**Objectifs**
A: Dans le texte sur la horde primitive et les adolescents, que font les membres du clan lorsqu'ils sont pris par un sentiment de culpabilité ?
B: Poursuivez, s'il vous plaît, le texte sur la horde primitive et les adolescents en reprenant juste après sa dernière phrase.

------ Texte fourni

En abandonnant cette place d’incarnation de la Loi, l’adulte n’assume pas sa responsabilité face aux sujets-élèves qu’il a la charge d’accompagner dans la transition adolescente, les laissant se dévorer entre eux. En effet, dans le mythe freudien de la horde primitive (Freud, 1965), le clan brave l’interdit fondamental du parricide en tuant le père (symbole tutélaire de toute-puissance et donc nécessairement injuste) puis le dévore pour s’habiller de sa puissance et de sa jouissance. Cependant, pris par un sentiment de culpabilité, les membres du clan s’entre-dévorent. Cette transposition sur le vécu psychique groupal de ce GPA semble être une interprétation valable puisque de mêmes mouvements inconscients ont pu se produire. Le sentiment d’injustice, l’aliénation, l’insulte, le collage, l’enchaînement conduisent le Sujet-groupe vers une autodestruction. Est‑il alors coupable des défaillances des adultes et doit‑il par conséquent s’autodévorer? L’agressivité déployée dans les séances est le mode transférentiel que ces adolescents ont trouvé pour y répondre de manière plus subjective. Il y a une demande implicite à pouvoir trouver d’autres instances identificatoires tant du côté de l’imago maternelle (portage) que du côté de l’imago paternelle (Loi) pour grandir et expérimenter, dans cette «aire intermédiaire d’expérience» qu’est le GPA (Winnicott, 1975, p. 9), un vécu psychique scolaire commun. Dans une perspective prophylactique et transformatrice, nous pourrions également nous appuyer sur cette indignation pour permettre une rencontre intersubjective entre les adultes et les adolescent·e·s dans l’espace scolaire afin de mettre en perspective ces tensions et penser le climat délétère dans l’établissement. Ainsi, et c’est une limite de l’empirie utilisée dans cette recherche, je pense que nous n’avons pas suffisamment protégé ces adolescents et nous aurions pu, avec leur consentement, porter leurs paroles auprès des adultes évoqués dans les séances.

------------
------ Données fournies

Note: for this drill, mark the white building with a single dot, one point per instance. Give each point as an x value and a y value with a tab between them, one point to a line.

------------

**Réponses par tâche**
A: Ils s'entre-dévorent.

B:
Par ailleurs, sans pour autant dire de l’institution qu’elle est maltraitante, je constate qu’elle peut mettre psychiquement les élèves en souffrance. Ne sachant plus comment faire avec la Loi qu’il devrait incarner, le professeur de technologie a recours à la violence symbolique qui semble ici faire effraction dans le discours des adolescents, les mettant en position d’autodévoration, tels des tigres. La question n’est plus de savoir pourquoi l’adulte en vient à cette insulte, mais plutôt de savoir, comme ils le rapportent, qui est l’imbécile, qui est le coupable? Dans une telle situation où la Loi ne fait plus sens, quelle place pour penser son propre rapport à l’école lorsque le dire est amputé par la souffrance au sein d’un groupe d’adolescent·e·s? Il y a un sentiment d’insécurité psychique qui semble les perdre.

De plus, en prenant appui sur l’enseignement de Lacan qui affirmait que «du dire il n’y a que mi‑dits» (2005, p. 450), ces séances montrent que le dire est entrecoupé de césures, de trous béants. Lorsqu’un des adolescents exprime que ça pue dans la classe, il semble impossible d’aller au‑delà de cette métaphore langagière. Il y pose un silence, symbolisé dans ma retranscription par des points de suspension qui laissent effectivement en suspens. En se référant au néologisme lacanien de la lalangue, le psychanalyste Lacadée pose la question de l’irréductibilité de cette langue. Ainsi, écrit‑il, «chaque homme dans son acte de parole est renvoyé à lui‑même et la langue ne l’aide pas forcément à se débrouiller, d’où plus qu’un certain désarroi, une certaine détresse quand le sujet ne peut traduire en mot ce qu’il ressent dans son être et son corps» (2012, p. 16).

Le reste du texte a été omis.